**Objective**
Render the following material again verbatim, leaving nothing out.

**Stored data**
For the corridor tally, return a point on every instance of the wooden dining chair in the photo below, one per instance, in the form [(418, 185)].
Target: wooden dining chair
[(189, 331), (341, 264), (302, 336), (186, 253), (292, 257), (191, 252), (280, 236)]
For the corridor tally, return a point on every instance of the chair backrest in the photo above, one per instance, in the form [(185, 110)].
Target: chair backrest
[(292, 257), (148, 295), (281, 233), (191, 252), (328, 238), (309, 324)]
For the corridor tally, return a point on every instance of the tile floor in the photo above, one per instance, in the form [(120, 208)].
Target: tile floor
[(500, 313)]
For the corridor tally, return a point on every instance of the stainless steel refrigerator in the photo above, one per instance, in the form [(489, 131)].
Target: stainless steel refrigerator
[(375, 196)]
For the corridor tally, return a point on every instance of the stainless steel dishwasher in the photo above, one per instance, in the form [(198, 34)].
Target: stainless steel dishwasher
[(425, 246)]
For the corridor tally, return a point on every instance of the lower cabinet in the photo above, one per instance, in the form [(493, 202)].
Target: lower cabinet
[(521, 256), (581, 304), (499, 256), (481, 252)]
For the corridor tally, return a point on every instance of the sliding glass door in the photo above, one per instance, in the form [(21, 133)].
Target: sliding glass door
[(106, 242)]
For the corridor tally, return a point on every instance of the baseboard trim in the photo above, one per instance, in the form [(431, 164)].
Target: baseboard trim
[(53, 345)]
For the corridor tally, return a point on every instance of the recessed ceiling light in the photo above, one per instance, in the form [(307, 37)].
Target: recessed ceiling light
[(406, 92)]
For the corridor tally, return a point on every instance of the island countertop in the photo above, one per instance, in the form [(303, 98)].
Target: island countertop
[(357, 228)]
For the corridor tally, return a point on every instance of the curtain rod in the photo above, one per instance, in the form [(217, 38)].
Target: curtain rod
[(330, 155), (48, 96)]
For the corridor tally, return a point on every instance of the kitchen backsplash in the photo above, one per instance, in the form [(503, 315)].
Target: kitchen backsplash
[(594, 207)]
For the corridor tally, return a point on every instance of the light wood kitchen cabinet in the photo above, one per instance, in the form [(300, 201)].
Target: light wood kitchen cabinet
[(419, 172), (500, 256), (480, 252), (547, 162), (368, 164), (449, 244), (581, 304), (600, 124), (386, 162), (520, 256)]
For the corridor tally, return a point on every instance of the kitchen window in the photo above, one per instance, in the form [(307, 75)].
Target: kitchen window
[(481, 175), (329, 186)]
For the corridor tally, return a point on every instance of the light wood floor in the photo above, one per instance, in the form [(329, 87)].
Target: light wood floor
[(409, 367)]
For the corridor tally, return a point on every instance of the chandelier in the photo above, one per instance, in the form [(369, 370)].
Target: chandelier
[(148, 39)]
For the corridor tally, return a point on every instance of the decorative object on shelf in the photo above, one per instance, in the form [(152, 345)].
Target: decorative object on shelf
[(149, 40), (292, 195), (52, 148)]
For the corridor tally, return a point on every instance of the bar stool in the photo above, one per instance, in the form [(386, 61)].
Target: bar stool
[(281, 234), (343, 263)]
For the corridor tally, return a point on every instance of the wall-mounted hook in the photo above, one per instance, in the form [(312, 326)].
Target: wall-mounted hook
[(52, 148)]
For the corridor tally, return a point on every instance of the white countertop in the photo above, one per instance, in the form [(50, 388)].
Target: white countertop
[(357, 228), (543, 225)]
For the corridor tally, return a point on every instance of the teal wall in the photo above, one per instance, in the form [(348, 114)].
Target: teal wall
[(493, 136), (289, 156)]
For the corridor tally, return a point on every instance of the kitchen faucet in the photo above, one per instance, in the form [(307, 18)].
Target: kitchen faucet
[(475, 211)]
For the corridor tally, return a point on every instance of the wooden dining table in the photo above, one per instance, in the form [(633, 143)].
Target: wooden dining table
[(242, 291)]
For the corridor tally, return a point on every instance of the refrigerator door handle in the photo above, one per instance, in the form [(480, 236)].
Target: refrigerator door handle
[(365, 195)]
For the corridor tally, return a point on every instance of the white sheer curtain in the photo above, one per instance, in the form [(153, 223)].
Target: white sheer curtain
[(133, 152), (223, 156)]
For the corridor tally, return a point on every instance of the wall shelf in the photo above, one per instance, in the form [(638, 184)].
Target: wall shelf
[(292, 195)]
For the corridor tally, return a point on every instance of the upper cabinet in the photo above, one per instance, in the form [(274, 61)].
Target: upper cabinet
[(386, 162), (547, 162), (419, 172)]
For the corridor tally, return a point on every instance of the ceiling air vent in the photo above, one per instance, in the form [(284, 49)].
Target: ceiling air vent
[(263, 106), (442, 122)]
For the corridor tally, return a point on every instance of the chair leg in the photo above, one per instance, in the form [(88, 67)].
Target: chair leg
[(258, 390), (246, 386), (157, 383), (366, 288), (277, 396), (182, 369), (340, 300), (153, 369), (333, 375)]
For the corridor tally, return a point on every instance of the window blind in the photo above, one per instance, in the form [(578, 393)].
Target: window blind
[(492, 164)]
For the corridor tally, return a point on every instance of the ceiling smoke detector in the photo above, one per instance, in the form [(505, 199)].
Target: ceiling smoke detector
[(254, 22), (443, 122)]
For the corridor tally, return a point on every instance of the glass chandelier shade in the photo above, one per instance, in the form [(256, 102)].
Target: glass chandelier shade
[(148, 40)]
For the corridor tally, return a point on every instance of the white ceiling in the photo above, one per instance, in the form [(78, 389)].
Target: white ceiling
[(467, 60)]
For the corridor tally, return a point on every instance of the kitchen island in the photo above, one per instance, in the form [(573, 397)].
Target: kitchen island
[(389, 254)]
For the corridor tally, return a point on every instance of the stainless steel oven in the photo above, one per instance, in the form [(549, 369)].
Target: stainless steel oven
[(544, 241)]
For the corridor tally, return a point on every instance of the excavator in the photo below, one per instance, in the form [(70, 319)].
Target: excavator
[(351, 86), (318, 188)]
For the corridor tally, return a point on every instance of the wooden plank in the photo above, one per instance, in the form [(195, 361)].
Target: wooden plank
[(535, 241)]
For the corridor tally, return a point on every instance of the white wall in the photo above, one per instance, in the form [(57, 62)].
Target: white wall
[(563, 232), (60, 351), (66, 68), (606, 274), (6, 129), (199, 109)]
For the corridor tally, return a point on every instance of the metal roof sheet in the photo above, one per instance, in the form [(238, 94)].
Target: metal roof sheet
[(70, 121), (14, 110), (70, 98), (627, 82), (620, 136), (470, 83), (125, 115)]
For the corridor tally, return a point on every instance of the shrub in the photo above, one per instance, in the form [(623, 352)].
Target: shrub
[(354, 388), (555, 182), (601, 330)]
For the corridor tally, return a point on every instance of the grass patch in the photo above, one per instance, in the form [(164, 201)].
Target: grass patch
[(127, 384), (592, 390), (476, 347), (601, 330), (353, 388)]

**Complete output**
For the corridor tally, return a point on every instance of the wooden dining chair in the photo below, one per instance, in the form [(418, 185)].
Target: wooden dining chair
[(189, 331), (341, 264), (302, 336), (186, 253), (292, 257), (191, 252), (280, 236)]
For the corridor tally, return a point on every instance of the chair backrest in the photo above, one per instance, in the form [(185, 110)].
Target: chair backrest
[(292, 257), (148, 295), (281, 233), (191, 252), (328, 238), (309, 324)]
For the corridor tally, return a point on every instance of the tile floor in the photo above, one per instance, in the form [(120, 208)].
Target: tile floor
[(500, 313)]
For the corridor tally, return a point on every instance of the stainless steel refrigerator in the photo above, one per instance, in the form [(489, 131)].
Target: stainless steel refrigerator
[(375, 196)]
For the corridor tally, return a point on every instance of the stainless steel dishwasher in the photo above, one per instance, in the form [(198, 34)].
Target: stainless steel dishwasher
[(425, 246)]
For the corridor tally, return a point on every instance of the lower cabinet in the photo above, one per instance, in the form [(493, 202)].
Target: lower cabinet
[(521, 256), (581, 304), (499, 256), (481, 252)]
For the corridor tally, return a point on every instance of the sliding glass door in the photo above, one per instance, in the form [(21, 133)].
Target: sliding glass door
[(106, 242)]
For the corridor tally, return a point on every instance of the baseboard trim in the photo above, one per instance, in the form [(431, 164)].
Target: baseboard trim
[(53, 345)]
For the corridor tally, return a point on every instance of the recessed ceiling light in the photo above, one per instance, in the form [(307, 37)].
Target: recessed ceiling light
[(406, 92)]
For the corridor tally, return a point on every instance of the island countertop in the photo above, one per instance, in the form [(303, 98)].
Target: island countertop
[(357, 228)]
For the corridor tally, return a point on every instance of the curtain rod in the photo above, one per instance, in the form [(217, 38)].
Target: curtain rod
[(330, 155), (48, 96)]
For the corridor tally, return a point on every instance of the kitchen backsplash in the photo above, one per instance, in the form [(503, 315)].
Target: kitchen backsplash
[(594, 207)]
For the corridor tally, return a point on every instance of the light wood kitchen cabinet in the photo above, one per instance, in the form [(300, 201)].
Target: light wood kitchen cabinet
[(419, 172), (500, 256), (480, 252), (547, 162), (368, 164), (449, 244), (581, 304), (600, 124), (386, 162), (520, 256)]
For the corridor tally, return a point on every instance of the kitchen window in the photo above, one per instance, in the form [(307, 75)].
Target: kitchen window
[(481, 175), (329, 186)]
For the corridor tally, return a point on every instance of the light wood floor in the photo above, one per instance, in the form [(329, 87)].
Target: light wood floor
[(409, 367)]
For the corridor tally, return a point on every instance of the chandelier in the photo above, one per instance, in the form [(369, 370)].
Target: chandelier
[(148, 39)]
For the corridor tally, return a point on every instance of the decorative object on shelf in the photo above, one per instance, in the form [(152, 345)].
Target: decorative object on shelf
[(149, 40), (292, 195), (52, 148)]
For the corridor tally, return a point on every instance of the bar stool in the photo above, one per instance, in the form [(386, 61)].
Target: bar stool
[(281, 234), (343, 263)]
For the corridor tally, return a point on every instance of the wall-mounted hook in the photo above, one per instance, in the form [(312, 326)].
Target: wall-mounted hook
[(52, 148)]
For the corridor tally, return a point on every instance of the white countertop in the photo above, one per instance, in the form [(50, 388)].
Target: white countertop
[(357, 228), (543, 225)]
For the corridor tally, return a point on every instance of the teal wall in the photo above, one per instance, in the form [(348, 114)].
Target: teal wall
[(493, 136), (289, 156)]
For the corridor tally, return a point on every instance of the kitchen faucet in the photo above, one per instance, in the form [(307, 18)].
Target: kitchen faucet
[(475, 211)]
For the corridor tally, return a point on every instance of the wooden dining table in the photo above, one per instance, in the form [(633, 143)].
Target: wooden dining table
[(242, 291)]
For the corridor tally, return a point on every instance of the refrigerator door handle in the photo above, one per instance, in the form [(480, 236)].
Target: refrigerator door handle
[(365, 195)]
For the corridor tally, return a point on every instance of the white sheer curtain in the photo above, one per instance, in the form [(153, 223)].
Target: white sheer curtain
[(133, 152), (223, 156)]
For the corridor tally, return a point on every instance of the wall shelf in the photo above, one per instance, in the form [(638, 184)].
Target: wall shelf
[(292, 195)]
For the corridor tally, return a point on every instance of the upper cabinet in the photo above, one per instance, in the form [(274, 61)].
Target: upper cabinet
[(386, 162), (547, 162), (419, 172)]
For the corridor tally, return a point on every instance of the ceiling air vent in the photo above, one per instance, in the form [(284, 49)].
Target: ceiling air vent
[(263, 106), (442, 122)]
For the corridor tally, return a point on every instance of the chair leg in the photo above, one per instance, in the form [(88, 67)].
Target: chair leg
[(258, 390), (246, 386), (157, 383), (366, 288), (277, 396), (182, 369), (340, 300), (153, 369), (333, 375)]
For the corridor tally, return a point on every instance of the window blind in the photo above, one per instance, in the form [(578, 393)].
Target: window blind
[(492, 164)]
For the corridor tally, return a point on every instance of the ceiling smoke detector in the photo above, one per instance, in the form [(505, 199)].
Target: ceiling smoke detector
[(254, 22), (443, 122)]
For the corridor tally, return a point on every instance of the glass chandelier shade in the photo above, one per instance, in the form [(256, 102)].
Target: glass chandelier shade
[(148, 40)]
For the corridor tally, return a point on every instance of the white ceiling in the photo above, one per instance, in the form [(78, 389)].
Target: white ceiling
[(467, 60)]
For the corridor tally, return a point on every instance of the kitchen island in the photo above, one per instance, in the form [(573, 397)].
Target: kitchen island
[(389, 254)]
For the corridor tally, return a point on every instance of the stainless steel oven in the photo above, one per instance, in the form [(549, 369)].
Target: stainless steel oven
[(544, 241)]
For the corridor tally, return a point on every instance of the excavator in the photo below, one per instance, in the form [(70, 319)].
Target: excavator
[(351, 86), (318, 188)]
For the corridor tally, return a point on every instance of the wooden plank in the photo above, one per instance, in the form [(195, 361)].
Target: wooden plank
[(535, 241)]
For the corridor tally, return a point on every instance of the white wall in the photo above, one per instance, in the form [(57, 62)].
Target: white wall
[(563, 232), (60, 351), (66, 68), (606, 274), (6, 129), (199, 109)]
For the corridor tally, return a point on every instance of the metal roof sheet in the photo above, one per instance, in the form [(238, 94)].
Target: metal roof sheet
[(70, 121), (14, 110), (70, 98), (627, 82), (620, 136), (470, 83), (125, 115)]
For the corridor tally, return a point on every instance of the shrub in the photo above, one per instance, in the form [(623, 352)].
Target: shrub
[(354, 388), (555, 182), (601, 330)]
For the corridor tally, return a point on every instance of the grass patch in the photo above, one per instance, in the form [(164, 201)].
Target: grass patch
[(127, 384), (592, 390), (476, 347), (601, 330), (353, 388)]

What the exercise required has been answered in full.